-- Start of Provided records --

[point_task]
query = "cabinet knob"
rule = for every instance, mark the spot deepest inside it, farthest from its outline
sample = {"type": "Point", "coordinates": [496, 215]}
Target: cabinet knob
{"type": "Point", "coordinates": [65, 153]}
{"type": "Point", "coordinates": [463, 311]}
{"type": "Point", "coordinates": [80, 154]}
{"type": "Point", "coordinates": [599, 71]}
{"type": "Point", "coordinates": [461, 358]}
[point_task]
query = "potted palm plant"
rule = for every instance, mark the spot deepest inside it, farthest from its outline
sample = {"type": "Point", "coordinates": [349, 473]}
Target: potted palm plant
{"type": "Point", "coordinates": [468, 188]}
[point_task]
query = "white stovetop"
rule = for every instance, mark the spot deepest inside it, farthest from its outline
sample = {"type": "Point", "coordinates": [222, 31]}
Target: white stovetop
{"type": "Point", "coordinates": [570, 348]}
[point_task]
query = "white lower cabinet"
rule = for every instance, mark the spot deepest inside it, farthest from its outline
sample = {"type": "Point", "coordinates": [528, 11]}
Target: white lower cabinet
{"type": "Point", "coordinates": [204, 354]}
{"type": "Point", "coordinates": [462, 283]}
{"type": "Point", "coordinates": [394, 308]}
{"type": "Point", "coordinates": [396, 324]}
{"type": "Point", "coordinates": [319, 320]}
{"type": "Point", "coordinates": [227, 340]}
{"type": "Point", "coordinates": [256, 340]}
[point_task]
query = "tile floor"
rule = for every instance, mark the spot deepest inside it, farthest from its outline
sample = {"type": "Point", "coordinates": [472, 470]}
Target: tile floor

-- End of Provided records --

Render the data above as a JSON array of strings, one string per line, with blank lines left out.

Right answer:
[
  "[point_task]",
  "query = \"cabinet knob\"",
  "rule = for every instance, mark the spot deepest inside it, farthest from its outline",
  "sample = {\"type\": \"Point\", \"coordinates\": [496, 215]}",
  "Target: cabinet knob",
  "{\"type\": \"Point\", \"coordinates\": [65, 153]}",
  "{\"type\": \"Point\", \"coordinates\": [463, 311]}",
  "{\"type\": \"Point\", \"coordinates\": [80, 154]}",
  "{\"type\": \"Point\", \"coordinates\": [599, 71]}",
  "{\"type\": \"Point\", \"coordinates\": [461, 358]}",
  "[point_task]",
  "query = \"potted palm plant\"",
  "rule = for every instance, mark the spot deepest inside it, farthest from its outline",
  "sample = {\"type\": \"Point\", \"coordinates\": [349, 473]}",
  "Target: potted palm plant",
  "{\"type\": \"Point\", \"coordinates\": [468, 188]}",
  "[point_task]",
  "query = \"white stovetop\"",
  "rule = for every instance, mark the spot deepest inside it, farthest from its outline",
  "sample = {\"type\": \"Point\", \"coordinates\": [222, 31]}",
  "Target: white stovetop",
  "{\"type\": \"Point\", \"coordinates\": [570, 348]}",
  "[point_task]",
  "query = \"white lower cabinet\"",
  "rule = for every instance, mark the spot deepest inside it, farthest from its outline",
  "sample = {\"type\": \"Point\", \"coordinates\": [528, 11]}",
  "Target: white lower cabinet",
  "{\"type\": \"Point\", \"coordinates\": [204, 354]}",
  "{\"type\": \"Point\", \"coordinates\": [462, 283]}",
  "{\"type\": \"Point\", \"coordinates\": [394, 308]}",
  "{\"type\": \"Point\", \"coordinates\": [396, 324]}",
  "{\"type\": \"Point\", \"coordinates\": [319, 320]}",
  "{\"type\": \"Point\", \"coordinates\": [227, 340]}",
  "{\"type\": \"Point\", \"coordinates\": [256, 340]}",
  "[point_task]",
  "query = \"tile floor\"",
  "rule = for every instance, mark the spot deepest inside it, farthest from its outline",
  "sample = {\"type\": \"Point\", \"coordinates\": [472, 470]}",
  "Target: tile floor"
]